**Source:**
= = =

Ok… so which do you think is considered harmful??  A??  EEEEEEEERRR!!!  My sex isn’t harming ANYONE, especially YOU!  My girlfriend likes it rough, we’re both consensual adults and love each other and this is what we like.  Our intent is to love and satisfy each other.  Now scenario B is another story… the guy is only out for his own self benefit and isn’t taking into account the other person at all, even purposely emotionally harming her, as it were, so he can get some ass.  It doesn’t matter what kind of sex you have or whom you have it with, as long as both parties are consenting and harm isn’t anywhere in there.  Obviously, rape, molestation and those are considered harmful but I was rather pleased to know I’m not considered “harmful” if I love my girlfriend and like a little excitement… as it should be.  Thank you Gotama the Buddha. Oh and in Vipassana, there is NO touching in Noble Silence so celibacy is needed for the 10 days.


5.  Abstain from the use of intoxicants – People struggle with this one so let me explain the reason behind it.  It’s not because liquor or drugs are in themselves a “sin” it’s because the use of them inhibit your awareness and your ability to make proper decisions.  The use of intoxicants puts you at greater risk of breaking the aforementioned precepts.  This is totally abstaining from their use, it doesn’t say “abstain from getting shit faced.”  In Vipassana we can’t drink or smoke or anything but outside, we are our own masters and we do as we please.  If want to drink, we can drink, but it will hinder our ability to stick to the above, but that’s a choice we’re making.  I actually saw my own awareness suffer GREATLY while I was visiting home in October this past year as I was delivered interesting news… booze helped everything go into a downward spiral of crap.  After so much practice, I really don’t crave a drink at all anymore, or maybe that’s because wine and whiskey in India are AWFUL!  I did thoroughly enjoy some Malbec whilst in Australia and intend to do so again when I have a chance but considering what sort of boozer I was before, there has been a steep decline in my desire to ever go back to that.

These precepts aren’t commandments, they are, “you know, we know we’re all flawed but there should be a concerted effort to follow these BUT, you are your own master.”  If you break them, you do so with the awareness and knowledge that you’re ability to purify your mind may be halted temporarily, until you’ve straightened things out, or not progress as quickly, but that’s a choice you make, which you are free to do…. You know… make choices.

10-day course

Welcome!!  You’ve arrived!  You’re all registered, you have been assigned your room or dorm and things are about to get started.  You take a vow of 10 days of silence (really isn’t more like 9 ¼), NOBLE SILENCE!  That means no talking, no gestures, no eye contact.  Goenka mentions some reasons behind these but he doesn’t mention the biggest one (to me anyway), which I think allows people to think it’s not *that* serious.  When you’re in a Vipassana course, you are going so deep inside yourself, you’re basically leaving yourself open as an emotional gaping wound and you’re reaching inside to fix it.  In a completely isolated state it’s easier to do this, to really be in your own bubble of energy.  If you speak to anyone and ESPECIALLY touch or make eye contact with anyone, there is energy exchanged and you’re no longer on your own, you’ve come out of your bubble and you are now having an experience with someone else… this breaks things up a bit and lessens the intensity.  It’s not devastating but it’s really more powerful to stay to yourself.  I remember dating someone and just looking in her eyes and becoming a puddle… or just when we graze arms… that contact is really intense and it’s best to avoid that because this is a SELF practice, not a group practice, even if you are surrounded by people… you are… ALONE in this journey to your own depths.

= = =

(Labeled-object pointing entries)

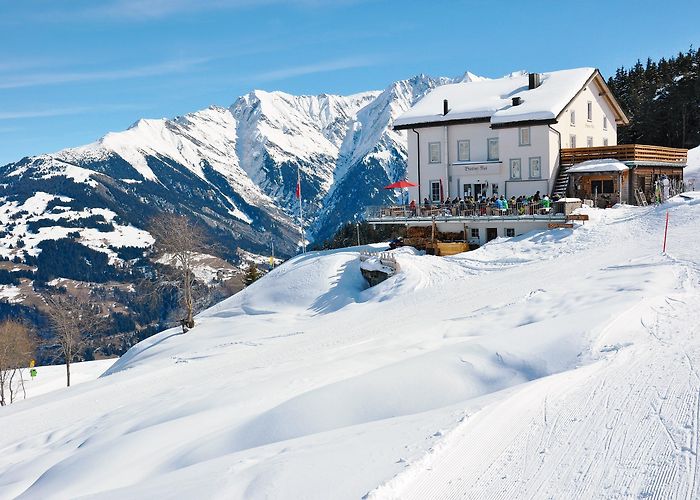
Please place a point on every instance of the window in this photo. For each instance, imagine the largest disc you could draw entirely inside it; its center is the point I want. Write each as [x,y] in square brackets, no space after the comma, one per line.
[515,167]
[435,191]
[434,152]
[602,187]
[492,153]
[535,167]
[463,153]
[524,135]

= = =

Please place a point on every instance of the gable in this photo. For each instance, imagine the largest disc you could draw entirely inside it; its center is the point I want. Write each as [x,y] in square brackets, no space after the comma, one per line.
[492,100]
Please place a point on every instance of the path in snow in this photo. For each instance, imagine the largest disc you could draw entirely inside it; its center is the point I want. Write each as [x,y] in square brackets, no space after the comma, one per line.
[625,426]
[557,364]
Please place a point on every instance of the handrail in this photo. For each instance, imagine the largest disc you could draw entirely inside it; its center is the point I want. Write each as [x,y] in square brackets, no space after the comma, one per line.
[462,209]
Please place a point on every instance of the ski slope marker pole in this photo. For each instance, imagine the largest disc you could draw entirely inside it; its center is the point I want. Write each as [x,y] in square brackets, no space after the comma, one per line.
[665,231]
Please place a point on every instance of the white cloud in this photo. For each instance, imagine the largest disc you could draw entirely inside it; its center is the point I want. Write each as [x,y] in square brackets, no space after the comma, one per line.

= = =

**Task to complete:** Rewrite the Vipassana passage starting with "These precepts aren’t" and going on through "know… make choices.", using "rules" in place of "commandments". The rows come from a separate source.

**Response for this exercise:**
These precepts aren’t rules, they are, “you know, we know we’re all flawed but there should be a concerted effort to follow these BUT, you are your own master.”  If you break them, you do so with the awareness and knowledge that you’re ability to purify your mind may be halted temporarily, until you’ve straightened things out, or not progress as quickly, but that’s a choice you make, which you are free to do…. You know… make choices.